======== Données ========
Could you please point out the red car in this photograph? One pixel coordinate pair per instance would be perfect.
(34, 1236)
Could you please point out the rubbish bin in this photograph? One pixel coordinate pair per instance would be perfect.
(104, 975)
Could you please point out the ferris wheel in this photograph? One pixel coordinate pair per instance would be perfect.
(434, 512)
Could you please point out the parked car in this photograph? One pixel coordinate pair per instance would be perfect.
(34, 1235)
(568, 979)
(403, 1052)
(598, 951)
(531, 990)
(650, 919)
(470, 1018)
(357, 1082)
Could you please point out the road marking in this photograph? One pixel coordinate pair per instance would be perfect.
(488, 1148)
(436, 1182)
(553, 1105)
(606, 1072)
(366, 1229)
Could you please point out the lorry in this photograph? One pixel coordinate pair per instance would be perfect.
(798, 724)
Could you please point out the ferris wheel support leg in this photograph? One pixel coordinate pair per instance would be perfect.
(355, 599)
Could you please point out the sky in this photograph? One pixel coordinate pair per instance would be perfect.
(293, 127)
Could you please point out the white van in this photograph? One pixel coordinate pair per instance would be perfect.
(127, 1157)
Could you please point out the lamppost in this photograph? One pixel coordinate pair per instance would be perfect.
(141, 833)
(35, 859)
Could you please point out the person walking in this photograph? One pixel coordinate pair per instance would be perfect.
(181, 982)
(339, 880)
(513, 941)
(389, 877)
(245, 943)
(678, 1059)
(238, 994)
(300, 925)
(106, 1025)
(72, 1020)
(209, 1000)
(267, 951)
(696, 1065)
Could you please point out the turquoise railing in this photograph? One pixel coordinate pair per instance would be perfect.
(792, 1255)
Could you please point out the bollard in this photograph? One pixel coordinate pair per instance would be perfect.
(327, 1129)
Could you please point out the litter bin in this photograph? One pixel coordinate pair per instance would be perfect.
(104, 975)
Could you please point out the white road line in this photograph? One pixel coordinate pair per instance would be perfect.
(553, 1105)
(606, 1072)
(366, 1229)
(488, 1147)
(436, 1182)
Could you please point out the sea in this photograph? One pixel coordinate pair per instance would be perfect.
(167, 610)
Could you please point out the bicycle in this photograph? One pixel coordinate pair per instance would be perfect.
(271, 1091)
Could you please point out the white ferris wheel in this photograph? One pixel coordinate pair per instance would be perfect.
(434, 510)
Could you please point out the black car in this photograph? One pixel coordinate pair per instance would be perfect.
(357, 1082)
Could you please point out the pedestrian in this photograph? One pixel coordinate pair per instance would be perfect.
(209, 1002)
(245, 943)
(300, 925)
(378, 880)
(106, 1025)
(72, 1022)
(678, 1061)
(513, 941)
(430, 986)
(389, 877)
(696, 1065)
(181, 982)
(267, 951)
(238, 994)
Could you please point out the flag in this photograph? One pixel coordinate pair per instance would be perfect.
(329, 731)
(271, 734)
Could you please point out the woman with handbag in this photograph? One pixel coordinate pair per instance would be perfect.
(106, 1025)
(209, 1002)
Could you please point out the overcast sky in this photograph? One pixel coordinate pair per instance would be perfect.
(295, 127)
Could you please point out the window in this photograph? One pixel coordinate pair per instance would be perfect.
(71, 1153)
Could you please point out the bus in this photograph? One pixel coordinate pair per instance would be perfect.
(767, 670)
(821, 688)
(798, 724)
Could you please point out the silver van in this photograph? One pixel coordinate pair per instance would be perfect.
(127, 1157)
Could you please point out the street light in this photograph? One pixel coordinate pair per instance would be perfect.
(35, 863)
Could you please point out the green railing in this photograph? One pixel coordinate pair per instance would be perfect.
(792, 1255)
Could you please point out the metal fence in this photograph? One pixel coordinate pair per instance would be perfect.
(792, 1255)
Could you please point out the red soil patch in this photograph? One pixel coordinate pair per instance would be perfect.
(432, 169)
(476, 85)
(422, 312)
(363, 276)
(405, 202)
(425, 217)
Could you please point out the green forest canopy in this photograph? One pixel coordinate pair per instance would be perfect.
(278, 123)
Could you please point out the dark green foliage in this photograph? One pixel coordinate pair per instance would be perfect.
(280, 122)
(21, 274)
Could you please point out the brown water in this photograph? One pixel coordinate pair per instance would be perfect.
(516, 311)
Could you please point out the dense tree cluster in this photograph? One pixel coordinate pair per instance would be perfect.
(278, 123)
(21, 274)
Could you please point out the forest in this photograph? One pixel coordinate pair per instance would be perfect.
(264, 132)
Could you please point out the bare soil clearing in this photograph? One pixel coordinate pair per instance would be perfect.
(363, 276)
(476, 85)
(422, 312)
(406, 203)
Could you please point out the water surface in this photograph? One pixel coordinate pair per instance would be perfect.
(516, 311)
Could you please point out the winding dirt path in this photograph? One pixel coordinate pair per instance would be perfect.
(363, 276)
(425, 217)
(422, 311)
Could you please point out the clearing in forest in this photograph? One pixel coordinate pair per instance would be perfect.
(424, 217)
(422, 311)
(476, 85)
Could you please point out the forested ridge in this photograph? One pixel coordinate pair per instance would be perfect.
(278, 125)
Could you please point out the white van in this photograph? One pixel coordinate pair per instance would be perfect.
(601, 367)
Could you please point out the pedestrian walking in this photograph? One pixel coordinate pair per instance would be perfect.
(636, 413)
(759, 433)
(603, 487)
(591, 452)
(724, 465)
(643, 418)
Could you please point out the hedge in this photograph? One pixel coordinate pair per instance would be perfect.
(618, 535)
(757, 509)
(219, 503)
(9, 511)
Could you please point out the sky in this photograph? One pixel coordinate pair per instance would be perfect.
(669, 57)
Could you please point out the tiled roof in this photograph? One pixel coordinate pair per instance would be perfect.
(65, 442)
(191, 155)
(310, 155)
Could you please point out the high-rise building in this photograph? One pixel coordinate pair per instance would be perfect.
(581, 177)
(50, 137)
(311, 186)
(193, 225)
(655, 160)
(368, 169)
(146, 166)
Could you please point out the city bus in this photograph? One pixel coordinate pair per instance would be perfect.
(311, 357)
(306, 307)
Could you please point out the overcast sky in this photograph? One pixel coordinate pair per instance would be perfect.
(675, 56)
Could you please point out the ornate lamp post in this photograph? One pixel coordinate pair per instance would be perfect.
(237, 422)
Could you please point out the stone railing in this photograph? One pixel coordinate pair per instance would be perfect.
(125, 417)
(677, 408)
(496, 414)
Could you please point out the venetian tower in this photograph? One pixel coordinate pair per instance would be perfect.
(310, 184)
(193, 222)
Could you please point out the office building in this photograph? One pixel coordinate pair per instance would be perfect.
========
Réécris sous forme de tableau Markdown la partie du listing qui commence par la ligne contenant « Could you please point out the venetian » et se termine à la fin du listing, sans les lignes vides. Utilise deux colonnes : « N° » pour le numéro de ligne et « Ligne » pour son texte.

| N° | Ligne |
|---|---|
| 1 | Could you please point out the venetian tower in this photograph? One pixel coordinate pair per instance would be perfect. |
| 2 | (310, 184) |
| 3 | (193, 222) |
| 4 | Could you please point out the office building in this photograph? One pixel coordinate pair per instance would be perfect. |